**What the task asks**
Reproduce exactly, and only, the lines below from the one containing "leaf. Report pixel corners as JSON arrays." through the one containing "instance of adult".

Top of Provided information

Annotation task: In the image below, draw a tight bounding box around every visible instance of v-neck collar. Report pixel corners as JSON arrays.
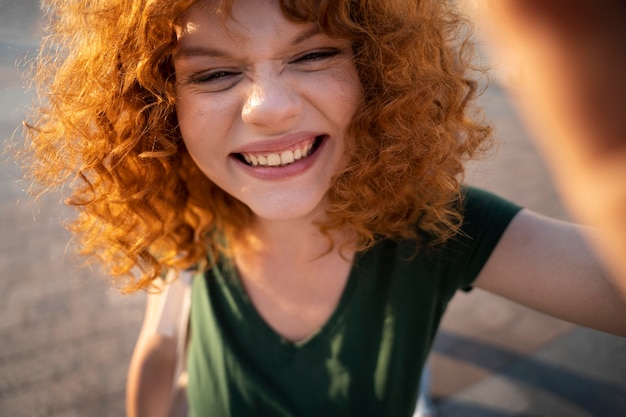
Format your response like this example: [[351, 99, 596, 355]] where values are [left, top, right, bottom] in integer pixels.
[[215, 250, 365, 351]]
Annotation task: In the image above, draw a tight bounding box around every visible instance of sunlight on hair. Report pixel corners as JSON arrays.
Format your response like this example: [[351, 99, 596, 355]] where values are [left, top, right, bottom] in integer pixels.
[[177, 21, 199, 39]]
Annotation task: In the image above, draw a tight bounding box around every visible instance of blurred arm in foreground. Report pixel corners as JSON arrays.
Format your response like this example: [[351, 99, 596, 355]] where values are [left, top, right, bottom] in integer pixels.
[[462, 0, 626, 296]]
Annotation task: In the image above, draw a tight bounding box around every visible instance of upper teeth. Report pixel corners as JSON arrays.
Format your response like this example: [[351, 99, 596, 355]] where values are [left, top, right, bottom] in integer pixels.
[[242, 142, 315, 167]]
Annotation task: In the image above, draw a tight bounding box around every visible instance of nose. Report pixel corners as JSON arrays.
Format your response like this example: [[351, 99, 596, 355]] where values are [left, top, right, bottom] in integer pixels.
[[241, 78, 302, 129]]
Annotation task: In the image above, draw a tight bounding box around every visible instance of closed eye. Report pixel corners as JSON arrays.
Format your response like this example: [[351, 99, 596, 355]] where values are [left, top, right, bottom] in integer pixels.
[[189, 70, 241, 84], [291, 48, 342, 64]]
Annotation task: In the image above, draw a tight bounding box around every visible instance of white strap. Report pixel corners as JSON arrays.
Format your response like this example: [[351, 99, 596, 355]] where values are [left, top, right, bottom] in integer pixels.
[[155, 269, 193, 337]]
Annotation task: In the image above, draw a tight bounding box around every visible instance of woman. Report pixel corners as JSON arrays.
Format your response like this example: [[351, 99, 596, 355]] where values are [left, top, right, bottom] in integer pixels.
[[21, 0, 626, 416]]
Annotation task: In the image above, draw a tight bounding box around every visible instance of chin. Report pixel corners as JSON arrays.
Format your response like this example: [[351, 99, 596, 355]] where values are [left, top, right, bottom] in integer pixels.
[[246, 194, 328, 223]]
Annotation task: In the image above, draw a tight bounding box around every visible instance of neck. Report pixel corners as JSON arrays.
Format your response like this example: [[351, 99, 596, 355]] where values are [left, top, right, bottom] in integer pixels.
[[230, 211, 356, 279], [242, 216, 348, 260], [227, 212, 357, 343]]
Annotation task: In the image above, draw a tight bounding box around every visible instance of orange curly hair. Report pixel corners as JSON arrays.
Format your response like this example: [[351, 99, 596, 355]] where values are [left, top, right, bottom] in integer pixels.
[[22, 0, 492, 292]]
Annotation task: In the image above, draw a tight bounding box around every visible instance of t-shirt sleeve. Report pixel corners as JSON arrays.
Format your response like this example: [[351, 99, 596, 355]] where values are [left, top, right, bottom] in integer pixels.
[[437, 186, 523, 297]]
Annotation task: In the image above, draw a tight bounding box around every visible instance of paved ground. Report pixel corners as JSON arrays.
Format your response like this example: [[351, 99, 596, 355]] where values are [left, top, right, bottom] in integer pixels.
[[1, 1, 625, 417]]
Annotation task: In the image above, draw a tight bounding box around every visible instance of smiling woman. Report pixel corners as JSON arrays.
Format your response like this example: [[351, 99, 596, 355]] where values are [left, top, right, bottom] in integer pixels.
[[22, 0, 489, 291], [19, 0, 626, 416]]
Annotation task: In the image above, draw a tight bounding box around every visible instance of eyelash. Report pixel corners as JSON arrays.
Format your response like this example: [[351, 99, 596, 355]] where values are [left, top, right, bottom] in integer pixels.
[[291, 48, 342, 64], [189, 70, 240, 84]]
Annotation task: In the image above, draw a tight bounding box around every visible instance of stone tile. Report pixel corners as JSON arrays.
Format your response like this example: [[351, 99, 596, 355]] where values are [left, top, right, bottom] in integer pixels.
[[430, 354, 489, 399]]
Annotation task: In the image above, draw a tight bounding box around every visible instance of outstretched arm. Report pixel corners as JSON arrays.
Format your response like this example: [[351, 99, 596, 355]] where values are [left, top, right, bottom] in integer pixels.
[[475, 209, 626, 337], [462, 0, 626, 295]]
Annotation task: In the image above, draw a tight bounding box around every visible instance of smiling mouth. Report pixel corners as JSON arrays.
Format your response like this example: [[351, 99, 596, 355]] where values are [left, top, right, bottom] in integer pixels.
[[236, 135, 326, 167]]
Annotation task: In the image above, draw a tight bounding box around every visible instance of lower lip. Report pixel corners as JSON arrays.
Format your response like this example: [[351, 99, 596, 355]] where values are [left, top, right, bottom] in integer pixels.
[[233, 136, 328, 181]]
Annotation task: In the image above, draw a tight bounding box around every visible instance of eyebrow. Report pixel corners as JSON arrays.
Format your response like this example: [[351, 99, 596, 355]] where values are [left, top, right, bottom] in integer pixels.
[[174, 25, 322, 59], [291, 25, 322, 47]]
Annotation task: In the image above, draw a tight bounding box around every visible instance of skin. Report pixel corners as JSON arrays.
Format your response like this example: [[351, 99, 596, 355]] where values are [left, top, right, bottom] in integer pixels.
[[127, 1, 626, 416]]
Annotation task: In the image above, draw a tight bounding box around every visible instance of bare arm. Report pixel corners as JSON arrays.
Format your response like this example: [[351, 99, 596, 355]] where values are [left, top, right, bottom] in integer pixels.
[[462, 0, 626, 295], [126, 290, 176, 417], [475, 209, 626, 337]]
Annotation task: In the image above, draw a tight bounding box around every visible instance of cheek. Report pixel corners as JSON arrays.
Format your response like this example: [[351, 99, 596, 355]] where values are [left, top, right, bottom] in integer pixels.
[[176, 95, 229, 148], [330, 70, 362, 123], [332, 72, 362, 159], [176, 104, 216, 174], [175, 93, 198, 135]]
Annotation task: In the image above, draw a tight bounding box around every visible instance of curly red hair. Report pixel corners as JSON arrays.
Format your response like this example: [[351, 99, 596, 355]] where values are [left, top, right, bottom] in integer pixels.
[[22, 0, 492, 292]]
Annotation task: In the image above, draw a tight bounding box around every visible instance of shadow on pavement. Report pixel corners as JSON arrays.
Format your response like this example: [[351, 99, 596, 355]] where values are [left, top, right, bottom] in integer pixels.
[[433, 330, 626, 417]]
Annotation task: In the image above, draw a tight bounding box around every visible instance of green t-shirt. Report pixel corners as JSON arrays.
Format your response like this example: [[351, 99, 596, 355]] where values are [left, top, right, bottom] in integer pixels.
[[187, 187, 521, 417]]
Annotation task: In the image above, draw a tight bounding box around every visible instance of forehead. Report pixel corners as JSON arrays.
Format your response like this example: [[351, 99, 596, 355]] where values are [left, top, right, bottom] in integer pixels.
[[173, 0, 332, 59], [177, 0, 293, 40]]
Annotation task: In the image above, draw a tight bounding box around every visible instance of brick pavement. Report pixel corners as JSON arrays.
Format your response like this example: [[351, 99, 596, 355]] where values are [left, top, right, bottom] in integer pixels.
[[1, 2, 625, 417]]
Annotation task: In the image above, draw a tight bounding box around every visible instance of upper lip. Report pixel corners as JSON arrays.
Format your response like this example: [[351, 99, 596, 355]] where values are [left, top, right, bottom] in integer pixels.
[[231, 131, 325, 154]]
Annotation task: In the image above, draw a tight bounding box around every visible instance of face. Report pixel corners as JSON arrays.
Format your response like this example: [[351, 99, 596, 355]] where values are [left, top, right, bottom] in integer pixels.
[[173, 0, 362, 224]]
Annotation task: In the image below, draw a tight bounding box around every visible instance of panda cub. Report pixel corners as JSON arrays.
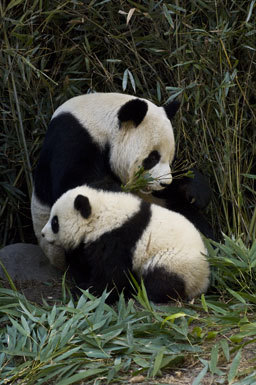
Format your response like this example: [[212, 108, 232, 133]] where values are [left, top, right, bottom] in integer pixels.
[[41, 185, 210, 304]]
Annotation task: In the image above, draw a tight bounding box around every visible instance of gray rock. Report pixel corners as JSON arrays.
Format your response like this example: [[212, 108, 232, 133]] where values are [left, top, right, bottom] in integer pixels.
[[0, 243, 62, 282]]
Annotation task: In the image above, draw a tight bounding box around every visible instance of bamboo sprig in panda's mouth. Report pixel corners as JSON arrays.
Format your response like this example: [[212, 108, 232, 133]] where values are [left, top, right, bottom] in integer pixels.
[[121, 167, 173, 193], [121, 166, 155, 193], [121, 161, 196, 194]]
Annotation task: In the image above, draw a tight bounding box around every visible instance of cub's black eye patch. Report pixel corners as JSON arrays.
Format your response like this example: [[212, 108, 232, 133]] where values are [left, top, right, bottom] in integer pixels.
[[51, 215, 59, 234], [142, 151, 160, 170]]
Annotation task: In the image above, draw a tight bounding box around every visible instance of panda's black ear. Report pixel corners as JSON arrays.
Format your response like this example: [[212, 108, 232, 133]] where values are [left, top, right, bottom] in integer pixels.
[[118, 99, 148, 127], [163, 100, 180, 121], [74, 194, 91, 219]]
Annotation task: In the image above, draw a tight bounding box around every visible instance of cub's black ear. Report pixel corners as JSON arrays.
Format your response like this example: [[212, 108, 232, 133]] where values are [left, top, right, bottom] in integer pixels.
[[74, 194, 91, 219], [118, 99, 148, 127], [164, 100, 180, 121]]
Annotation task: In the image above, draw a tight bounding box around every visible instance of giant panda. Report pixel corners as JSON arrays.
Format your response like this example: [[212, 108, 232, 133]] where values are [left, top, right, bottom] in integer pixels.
[[32, 92, 213, 270], [41, 185, 210, 304]]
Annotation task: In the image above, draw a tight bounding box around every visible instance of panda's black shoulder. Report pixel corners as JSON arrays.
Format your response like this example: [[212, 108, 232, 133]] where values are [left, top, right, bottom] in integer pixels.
[[34, 112, 119, 205], [66, 200, 152, 303]]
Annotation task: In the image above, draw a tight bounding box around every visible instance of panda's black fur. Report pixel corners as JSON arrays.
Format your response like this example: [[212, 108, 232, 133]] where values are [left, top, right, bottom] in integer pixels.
[[66, 200, 154, 303], [153, 168, 215, 240], [34, 112, 119, 207]]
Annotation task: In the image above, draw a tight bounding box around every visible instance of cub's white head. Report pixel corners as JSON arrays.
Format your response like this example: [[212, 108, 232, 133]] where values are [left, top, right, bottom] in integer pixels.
[[41, 188, 92, 250]]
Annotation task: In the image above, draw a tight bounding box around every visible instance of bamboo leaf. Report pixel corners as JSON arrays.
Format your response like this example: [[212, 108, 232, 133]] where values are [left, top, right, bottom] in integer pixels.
[[228, 350, 242, 383], [220, 339, 230, 361], [163, 4, 174, 29], [246, 0, 256, 23], [227, 288, 246, 304], [5, 0, 25, 12], [152, 348, 165, 377], [201, 294, 208, 313], [128, 69, 136, 92], [192, 363, 208, 385], [209, 343, 219, 374], [9, 318, 30, 338], [122, 69, 128, 91], [55, 368, 106, 385]]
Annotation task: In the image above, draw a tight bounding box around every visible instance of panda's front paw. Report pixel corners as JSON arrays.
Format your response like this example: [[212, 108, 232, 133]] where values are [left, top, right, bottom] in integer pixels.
[[152, 168, 212, 210], [181, 169, 211, 209]]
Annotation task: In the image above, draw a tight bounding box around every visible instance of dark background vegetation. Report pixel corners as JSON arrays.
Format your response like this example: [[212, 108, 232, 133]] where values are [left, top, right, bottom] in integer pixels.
[[1, 0, 255, 246]]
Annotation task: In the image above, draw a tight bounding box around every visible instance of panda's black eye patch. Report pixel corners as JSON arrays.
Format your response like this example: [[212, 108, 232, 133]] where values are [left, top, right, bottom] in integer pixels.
[[142, 151, 160, 170], [51, 215, 59, 234]]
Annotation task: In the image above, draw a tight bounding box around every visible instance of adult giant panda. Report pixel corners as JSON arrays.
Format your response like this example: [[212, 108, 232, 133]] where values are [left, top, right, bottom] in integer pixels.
[[41, 185, 210, 304], [32, 92, 213, 270]]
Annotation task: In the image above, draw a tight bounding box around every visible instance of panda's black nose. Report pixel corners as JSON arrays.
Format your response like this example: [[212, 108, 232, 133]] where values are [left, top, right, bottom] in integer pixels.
[[160, 182, 169, 188], [41, 232, 45, 238]]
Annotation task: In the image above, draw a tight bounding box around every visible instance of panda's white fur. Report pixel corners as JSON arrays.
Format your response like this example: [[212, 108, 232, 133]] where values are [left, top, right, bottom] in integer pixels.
[[31, 193, 64, 269], [42, 185, 210, 303], [32, 93, 178, 269]]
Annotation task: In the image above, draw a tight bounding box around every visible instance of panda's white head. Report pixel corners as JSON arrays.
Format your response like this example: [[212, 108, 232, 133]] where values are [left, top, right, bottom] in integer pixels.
[[41, 185, 139, 250], [110, 97, 179, 191], [53, 92, 179, 193], [41, 188, 93, 250]]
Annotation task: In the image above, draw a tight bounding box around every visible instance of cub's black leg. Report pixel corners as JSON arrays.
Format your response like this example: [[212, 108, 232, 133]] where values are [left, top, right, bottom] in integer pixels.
[[142, 266, 186, 303]]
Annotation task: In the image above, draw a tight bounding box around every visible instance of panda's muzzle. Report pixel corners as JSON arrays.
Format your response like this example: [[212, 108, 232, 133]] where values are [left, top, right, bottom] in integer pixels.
[[41, 230, 55, 244]]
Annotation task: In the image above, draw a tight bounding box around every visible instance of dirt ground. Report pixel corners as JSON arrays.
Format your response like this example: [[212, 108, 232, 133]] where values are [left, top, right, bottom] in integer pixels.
[[1, 277, 67, 304]]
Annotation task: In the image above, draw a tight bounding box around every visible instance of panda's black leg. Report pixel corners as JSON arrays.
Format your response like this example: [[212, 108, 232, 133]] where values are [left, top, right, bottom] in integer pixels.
[[142, 266, 186, 303]]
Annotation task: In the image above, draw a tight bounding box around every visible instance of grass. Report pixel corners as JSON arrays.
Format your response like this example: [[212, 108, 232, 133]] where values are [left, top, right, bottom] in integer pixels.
[[0, 0, 256, 383], [1, 238, 256, 384]]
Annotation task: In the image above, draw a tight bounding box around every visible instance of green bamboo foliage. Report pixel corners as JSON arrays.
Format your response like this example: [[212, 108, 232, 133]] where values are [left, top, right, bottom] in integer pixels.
[[1, 0, 255, 244]]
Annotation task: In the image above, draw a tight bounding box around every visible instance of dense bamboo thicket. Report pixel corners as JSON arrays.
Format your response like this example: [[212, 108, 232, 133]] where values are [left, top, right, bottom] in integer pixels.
[[1, 0, 255, 245]]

Bottom of Provided information

**Solution to the exercise**
Annotation task: In the image above, draw a tight bounding box around every visible instance of bamboo leaf. Report pixel corners as JSON arrays.
Format your response like this example: [[212, 108, 232, 133]] where values are [left, top, right, bottom] in integer pixels.
[[228, 350, 242, 383], [220, 339, 230, 361], [163, 4, 174, 29], [246, 0, 256, 23], [227, 288, 246, 304], [5, 0, 25, 12], [152, 348, 165, 377], [201, 294, 208, 313], [128, 69, 136, 92], [192, 363, 208, 385], [209, 343, 219, 374], [9, 318, 30, 338], [122, 69, 128, 91], [55, 368, 106, 385]]
Annotation task: In the image above, draw a tight bounding box around every visible instance of panda's front paw. Report pixel corners as JSON arrays.
Format your response like this example: [[212, 108, 232, 133]] where values are [left, top, right, bottom] in integer pixels.
[[152, 168, 212, 210], [181, 169, 211, 209]]
Annotation task: In the image above, draw a tight bounding box around every visible instance of dark background vegetation. Report pixel corners as JSON arrays.
Format your response like this example: [[212, 108, 232, 133]] where values are [left, top, right, bottom] in integer pixels.
[[1, 0, 255, 246]]
Annotation task: In the image above, draw a tight bounding box around every visible instance of panda's black eye patch. Report pixel corners as JSON arrays.
Format your response like this example: [[212, 108, 232, 133]] where values are [left, top, right, bottom] in integer pixels.
[[142, 151, 160, 170], [51, 215, 59, 234]]
Annotation task: In the image above, draw a tight bounding box around every visible instance of adult giant panda. Report pixel corners as JSON arrays.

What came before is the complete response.